Stored records

— BEGIN —

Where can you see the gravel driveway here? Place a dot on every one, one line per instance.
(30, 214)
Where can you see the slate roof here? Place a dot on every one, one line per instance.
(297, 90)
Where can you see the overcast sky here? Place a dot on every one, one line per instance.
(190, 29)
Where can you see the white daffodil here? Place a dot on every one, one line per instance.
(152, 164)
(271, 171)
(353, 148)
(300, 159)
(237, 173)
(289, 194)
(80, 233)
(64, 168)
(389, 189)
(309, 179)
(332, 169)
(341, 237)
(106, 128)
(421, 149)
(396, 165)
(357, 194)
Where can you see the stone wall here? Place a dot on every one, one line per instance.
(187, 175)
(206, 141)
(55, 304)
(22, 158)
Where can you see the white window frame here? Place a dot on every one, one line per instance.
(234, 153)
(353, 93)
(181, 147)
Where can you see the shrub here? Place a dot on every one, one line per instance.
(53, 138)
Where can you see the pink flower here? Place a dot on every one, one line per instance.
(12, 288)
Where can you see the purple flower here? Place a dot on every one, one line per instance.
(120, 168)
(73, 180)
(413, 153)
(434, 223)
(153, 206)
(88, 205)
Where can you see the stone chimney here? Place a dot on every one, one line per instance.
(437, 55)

— END —

**Problem statement:** Rewrite all the items above, switching "Place a dot" to "Put a marker" every time it occurs and keeping every other word the same.

**Complete answer:**
Where can you see the gravel driveway here? Put a marker on every one, one line per instance.
(30, 214)
Where can you see the slate roof here? Put a marker on every one, one line per instance.
(297, 90)
Where can you see the overcast sky here? Put a marker on every one, one line per instance.
(190, 29)
Where can you see the white daffodil here? Put a marker on every one, one line per instance.
(152, 164)
(271, 171)
(353, 148)
(300, 159)
(237, 173)
(289, 194)
(80, 233)
(64, 168)
(389, 189)
(309, 179)
(332, 169)
(341, 237)
(106, 128)
(421, 149)
(396, 165)
(357, 194)
Where can you see the stone wall here? Put a marker on every one, one line per instance.
(187, 175)
(206, 141)
(55, 304)
(22, 158)
Where can you see the white window frame here? Put a marker on every one, one line per instance.
(234, 153)
(353, 93)
(181, 147)
Where can you see the shrub here? Put a marker on every one, one line per instance.
(53, 138)
Where can you see the pink flower here? Put a marker on every one, one line per instance.
(12, 288)
Where can you see the purple flower here? Put a marker on every one, one line per instance.
(120, 168)
(73, 180)
(413, 153)
(434, 223)
(153, 206)
(88, 205)
Where can you see the stone chimney here? Put a marker on every one, one line per instance.
(437, 55)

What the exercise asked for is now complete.